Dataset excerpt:
# # # #

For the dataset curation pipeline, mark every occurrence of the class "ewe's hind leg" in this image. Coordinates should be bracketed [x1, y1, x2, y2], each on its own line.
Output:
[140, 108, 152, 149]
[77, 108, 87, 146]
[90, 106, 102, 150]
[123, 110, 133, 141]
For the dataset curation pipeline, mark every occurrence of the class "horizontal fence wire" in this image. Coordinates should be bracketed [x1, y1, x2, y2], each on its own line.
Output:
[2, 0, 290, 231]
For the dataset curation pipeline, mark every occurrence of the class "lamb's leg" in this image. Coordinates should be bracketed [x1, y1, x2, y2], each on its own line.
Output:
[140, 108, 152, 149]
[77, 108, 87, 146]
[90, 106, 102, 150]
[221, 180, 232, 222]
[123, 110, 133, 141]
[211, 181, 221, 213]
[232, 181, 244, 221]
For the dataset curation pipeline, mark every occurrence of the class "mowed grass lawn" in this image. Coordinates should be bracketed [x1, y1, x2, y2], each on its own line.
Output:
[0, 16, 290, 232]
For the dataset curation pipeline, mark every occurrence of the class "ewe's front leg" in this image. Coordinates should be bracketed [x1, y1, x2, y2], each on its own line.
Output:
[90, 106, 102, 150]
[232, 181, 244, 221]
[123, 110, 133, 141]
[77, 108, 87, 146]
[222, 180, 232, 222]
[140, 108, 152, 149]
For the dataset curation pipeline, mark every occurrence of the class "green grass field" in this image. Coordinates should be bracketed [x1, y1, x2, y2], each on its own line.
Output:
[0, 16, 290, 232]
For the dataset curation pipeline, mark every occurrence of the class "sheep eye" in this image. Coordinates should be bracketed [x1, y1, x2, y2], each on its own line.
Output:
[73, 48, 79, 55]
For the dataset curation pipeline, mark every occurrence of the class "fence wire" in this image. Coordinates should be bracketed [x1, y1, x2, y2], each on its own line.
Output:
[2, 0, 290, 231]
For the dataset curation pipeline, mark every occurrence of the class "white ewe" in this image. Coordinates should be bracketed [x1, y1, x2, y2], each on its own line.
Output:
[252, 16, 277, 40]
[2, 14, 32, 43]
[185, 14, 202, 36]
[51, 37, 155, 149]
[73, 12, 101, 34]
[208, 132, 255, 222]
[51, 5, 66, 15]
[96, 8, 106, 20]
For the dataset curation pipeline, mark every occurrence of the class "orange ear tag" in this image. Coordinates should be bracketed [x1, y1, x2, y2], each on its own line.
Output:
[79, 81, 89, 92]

# # # #

Pull out each line of the rows above that contains the word "wire", copying the lines in their original order.

For the dataset curation pipeline, mark every occurrence of the class "horizontal fence wire" in this image. Coordinates should be bracketed [x1, y1, x2, y2], each on its own line.
For the dataset curation pipeline, mark every occurrence of the class "fence wire" in this image. Coordinates should be bracketed [x1, y1, x2, y2], each on its own line.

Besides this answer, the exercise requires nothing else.